#### Work to be completed:
Extract each line of the material that follows exactly and omit its pictures.

#### Material for this exercise:
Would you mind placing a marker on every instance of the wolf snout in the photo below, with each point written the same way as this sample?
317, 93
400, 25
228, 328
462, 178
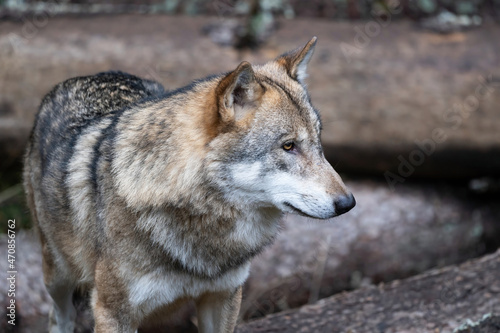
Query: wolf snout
344, 203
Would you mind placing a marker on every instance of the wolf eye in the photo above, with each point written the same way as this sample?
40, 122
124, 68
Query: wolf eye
288, 145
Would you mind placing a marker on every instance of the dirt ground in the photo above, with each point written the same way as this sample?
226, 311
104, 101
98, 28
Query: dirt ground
380, 91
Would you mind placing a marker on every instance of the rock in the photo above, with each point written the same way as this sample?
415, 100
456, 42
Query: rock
436, 301
388, 235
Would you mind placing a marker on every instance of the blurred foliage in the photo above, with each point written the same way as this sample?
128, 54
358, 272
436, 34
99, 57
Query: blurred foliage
336, 9
12, 201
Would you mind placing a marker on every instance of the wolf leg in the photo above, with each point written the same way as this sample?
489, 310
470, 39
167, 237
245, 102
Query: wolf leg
218, 312
63, 313
111, 317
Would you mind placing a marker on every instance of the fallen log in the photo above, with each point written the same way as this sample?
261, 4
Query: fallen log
400, 99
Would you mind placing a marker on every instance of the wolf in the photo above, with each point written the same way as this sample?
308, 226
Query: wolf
148, 199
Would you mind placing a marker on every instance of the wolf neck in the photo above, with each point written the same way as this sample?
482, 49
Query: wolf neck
160, 156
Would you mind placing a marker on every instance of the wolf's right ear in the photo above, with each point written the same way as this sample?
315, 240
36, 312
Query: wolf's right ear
238, 93
295, 62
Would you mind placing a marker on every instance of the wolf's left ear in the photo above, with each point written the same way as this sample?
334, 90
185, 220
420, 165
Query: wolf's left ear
295, 62
238, 92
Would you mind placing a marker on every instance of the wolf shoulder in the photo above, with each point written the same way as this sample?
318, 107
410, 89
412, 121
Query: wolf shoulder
80, 100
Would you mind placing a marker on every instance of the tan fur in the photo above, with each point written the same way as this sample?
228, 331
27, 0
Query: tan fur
150, 200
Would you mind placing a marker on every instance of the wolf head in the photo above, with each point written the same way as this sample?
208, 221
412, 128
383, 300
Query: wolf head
268, 151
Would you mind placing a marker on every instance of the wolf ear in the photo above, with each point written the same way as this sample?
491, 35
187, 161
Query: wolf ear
295, 62
238, 93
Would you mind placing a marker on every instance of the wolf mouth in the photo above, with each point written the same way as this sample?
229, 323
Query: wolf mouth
299, 211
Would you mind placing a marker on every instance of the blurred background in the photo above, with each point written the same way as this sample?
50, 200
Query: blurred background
409, 93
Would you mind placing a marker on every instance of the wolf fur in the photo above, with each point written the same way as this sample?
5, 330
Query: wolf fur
149, 199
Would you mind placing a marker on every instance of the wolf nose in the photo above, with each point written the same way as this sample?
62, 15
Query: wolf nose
344, 204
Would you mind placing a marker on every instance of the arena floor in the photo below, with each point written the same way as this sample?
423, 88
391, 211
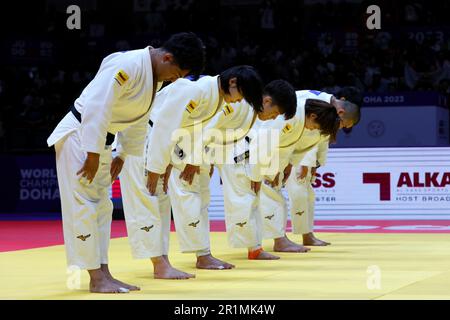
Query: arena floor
358, 265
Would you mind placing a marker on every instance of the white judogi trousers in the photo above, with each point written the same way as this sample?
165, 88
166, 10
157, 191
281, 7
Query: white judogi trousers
242, 219
147, 217
273, 210
301, 201
86, 208
190, 208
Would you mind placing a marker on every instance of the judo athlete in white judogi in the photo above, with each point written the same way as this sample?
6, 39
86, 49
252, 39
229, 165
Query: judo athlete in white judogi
320, 121
176, 139
242, 173
301, 192
116, 101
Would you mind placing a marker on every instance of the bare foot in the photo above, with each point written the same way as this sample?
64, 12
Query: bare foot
310, 240
211, 263
263, 255
105, 285
105, 269
286, 245
164, 270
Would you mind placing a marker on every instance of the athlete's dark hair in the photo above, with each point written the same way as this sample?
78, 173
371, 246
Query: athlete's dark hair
327, 117
354, 99
248, 83
283, 95
188, 51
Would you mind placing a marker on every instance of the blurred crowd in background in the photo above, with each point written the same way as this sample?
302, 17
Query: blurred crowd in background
320, 45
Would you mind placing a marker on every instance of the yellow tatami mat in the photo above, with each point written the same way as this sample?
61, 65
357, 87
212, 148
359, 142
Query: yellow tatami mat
355, 266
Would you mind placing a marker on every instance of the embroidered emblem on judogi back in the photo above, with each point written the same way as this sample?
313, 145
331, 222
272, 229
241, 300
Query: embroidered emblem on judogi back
227, 110
287, 128
121, 77
191, 106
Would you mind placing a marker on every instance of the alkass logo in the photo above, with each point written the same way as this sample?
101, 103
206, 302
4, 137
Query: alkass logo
407, 180
326, 180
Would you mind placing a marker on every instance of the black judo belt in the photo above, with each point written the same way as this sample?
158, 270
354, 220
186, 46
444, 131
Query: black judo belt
245, 155
109, 136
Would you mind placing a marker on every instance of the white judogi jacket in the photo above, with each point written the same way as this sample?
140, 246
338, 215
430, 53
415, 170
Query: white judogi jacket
187, 105
227, 130
309, 138
294, 139
117, 100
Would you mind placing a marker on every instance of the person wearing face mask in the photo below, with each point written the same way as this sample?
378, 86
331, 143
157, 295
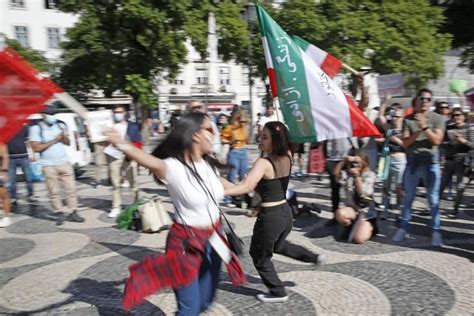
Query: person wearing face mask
118, 162
49, 138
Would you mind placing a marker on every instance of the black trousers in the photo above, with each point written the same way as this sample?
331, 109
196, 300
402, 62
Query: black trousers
335, 186
272, 227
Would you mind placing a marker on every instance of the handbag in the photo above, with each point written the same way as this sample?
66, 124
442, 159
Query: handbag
153, 215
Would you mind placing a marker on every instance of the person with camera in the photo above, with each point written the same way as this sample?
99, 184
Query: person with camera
423, 132
358, 216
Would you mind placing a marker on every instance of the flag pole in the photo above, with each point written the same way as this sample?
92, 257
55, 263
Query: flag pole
355, 72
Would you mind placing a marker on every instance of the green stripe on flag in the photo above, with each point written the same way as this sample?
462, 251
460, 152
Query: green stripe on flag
301, 42
290, 77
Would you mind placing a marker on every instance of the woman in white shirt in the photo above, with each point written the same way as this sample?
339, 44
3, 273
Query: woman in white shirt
194, 251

#### Exercise solution:
Would you mind placing a marker on every instance of the wolf snout in the photo below, with each point written the same way as this sample?
317, 93
400, 25
228, 328
462, 178
Query: wolf snout
344, 203
Would you mind placing a marker on every instance of the wolf eye in the photo above, with each point written the same way as this sample?
40, 122
124, 68
Query: wolf eye
288, 145
Would you mind placing a marker on every instance of the dirt ground in the photo above, with each point written the same way as this sample?
226, 311
104, 101
98, 28
Query: dirt ground
380, 91
Would you mind placing a marker on every instance of the rock in the photo above, with each point written the same way as this sample?
415, 100
456, 42
Query: rock
436, 301
388, 235
Would you mind placing a marker on every instance of the blurred foliage in the photo above, with each point written the same way as this sample?
128, 54
358, 272
436, 34
99, 57
Query: blurred foliage
336, 9
12, 201
Would you mind placing a marker on every instance of the wolf leg in the photo above, with each point written the same way as this sample?
489, 310
470, 39
167, 237
245, 102
Query: wolf leg
218, 312
63, 313
111, 317
Would you mind placing a marker on every instance of the fallen log in the photo above, with each point written the same way as this sample?
261, 4
Query: fallen log
400, 99
Would you mind placing a marker on every instance of the wolf in the photo above, with each point written the same way as this sample?
308, 226
Query: wolf
148, 199
Would you mind placing a marker on every instance of the wolf neck in the photo above, with each point written the same way as this sample?
482, 49
Query: wolf neck
160, 156
Would you mind placing a marker on every instance of the wolf's right ear in the photo above, with each point written the same way as this sample?
315, 240
36, 312
Query: wolf's right ear
238, 93
295, 62
Would you mind placing a marker on every instance of the wolf's left ear in the photo above, with each point written the same way as this sample?
334, 90
185, 220
420, 165
Query: wolf's left ear
295, 62
238, 92
Would you mind placing a marker on every instance of the wolf shoulder in the photo above, with each point written the same way as this sample?
318, 107
410, 89
412, 121
Query: wolf shoulder
80, 100
Would you mind placing a marker on every instance of the tan fur in the photo above, with each point written the same way as this sample?
228, 331
27, 0
Query: tan fur
150, 200
Would you mind placing a marker on every instance of the wolf head in the photo above, with each point written the same way as this sample?
208, 221
412, 128
383, 300
Query: wolf head
268, 151
Would you mind placing a marker on every instance of the wolf ear in the photo above, with each point written the same way as this sample?
491, 35
187, 161
Query: wolf ear
295, 62
238, 93
Would you mind placing a marker on every instance of the wolf mouth in the photo above, with each point written the same way as this sample?
229, 323
Query: wolf mouth
299, 211
Would you mind placing a marker on every instance of the blurred background in the photo above, with each point written the same way as this sample?
50, 200
Query: blurred background
409, 93
Would you mind placing a marker on every instance of the wolf fur in the photo above, with each point written the same way as this sample?
5, 330
Query: wolf fur
149, 199
Would you mind placing a marker on every instance of the wolf nose in the photo above, with each point written the same way as this sample?
62, 15
Query: wolf nose
344, 204
Would you mind placing a marker on every instance of the arena floor in the photo below, with each point written the same way as this sample?
423, 88
391, 211
Query: arena floor
358, 265
Would you mind placing a marker on every instance of the white judogi trousers in the photo above, with each point written the same way as this sample?
165, 88
166, 10
157, 191
281, 7
Query: white judogi trousers
242, 219
147, 217
273, 210
301, 201
86, 208
190, 208
Would you mind placing a marker on every instance of the judo athlete in white judogi in the photo above, with each point written the same way as this sample?
6, 39
86, 49
252, 39
229, 165
Query: judo athlete in white judogi
320, 121
176, 139
242, 173
301, 192
116, 101
Would you mind placing a marker on every instance of the bare foot in the photo above, with each point written the same way as this sample?
64, 12
Query: bare foot
310, 240
211, 263
263, 255
105, 285
105, 269
286, 245
164, 270
Would you mind placing a marker on every instance of the athlete's dark hair in the photo above, with each point written the same way as this sample?
78, 173
371, 246
Query: athlete's dark hair
327, 117
354, 99
248, 83
283, 95
188, 51
Would you mind placing a marker on every instance of the blurred crowd in background in the photo above, with each point written the same way as this sample?
302, 17
Query: blurred crowd in background
320, 45
Would you mind placing a marker on every instance of the yellow tatami mat in the photo above, with each point written the same way as this sample?
61, 65
357, 87
212, 148
359, 142
Query: yellow tatami mat
355, 266
Would you mind placing a marker on every instance of the embroidered emblem on judogi back in the photo above, with each point written the same way as this sample?
313, 145
331, 222
272, 229
241, 300
Query: embroidered emblem on judogi back
227, 110
287, 128
121, 77
191, 106
Would you mind placing a marker on every instance of the alkass logo in the photo above, with each point written the same way as this sample?
101, 103
206, 302
4, 137
Query: alkass logo
407, 180
326, 180
Would you mind placing a marker on every instance of the black judo belt in the photo above, with each point written the same way as this sample?
158, 270
354, 220
186, 46
444, 131
Query: black judo belt
245, 155
109, 136
Would you mind placing a marker on every instance of the white judogi jacket in the photo above, with each point written the same way as this sample?
140, 246
338, 215
430, 53
415, 170
Query: white judogi jacket
187, 105
227, 130
309, 138
294, 139
117, 100
Would you mind placing a marker on every instance of the person wearing face mask in the photo below, with each point written the same way as this sample?
378, 86
331, 143
157, 295
Query: person wearing face mask
118, 162
49, 138
Would you mind placing a marker on every instance of the black trousers in the photo above, with each point written the same way as this sample?
331, 109
196, 300
402, 62
Query: black trousers
335, 186
272, 227
Would you mind placing a marker on every instance of the handbag in the photo above, with each point written the same way as this sample?
66, 124
442, 159
Query: handbag
153, 215
Would you mind placing a marker on every instance of the person with camera in the photo above, with each point written the same way as this sample?
99, 184
Query: person with camera
423, 132
358, 216
Would you mind placing a marker on every instance of the flag pole in the photo above, with each point written the same way as this sample?
92, 257
55, 263
Query: flag pole
355, 72
Would you mind placing a marker on every instance of the green stripe on flag in the photo above, with each point written the same way as this sample?
462, 251
460, 152
Query: green stripe on flag
301, 42
290, 77
Would you mind placing a marker on every instance of the woman in white shirt in the photo above, with each point written the same way as this sample?
339, 44
3, 273
Query: woman in white shirt
194, 251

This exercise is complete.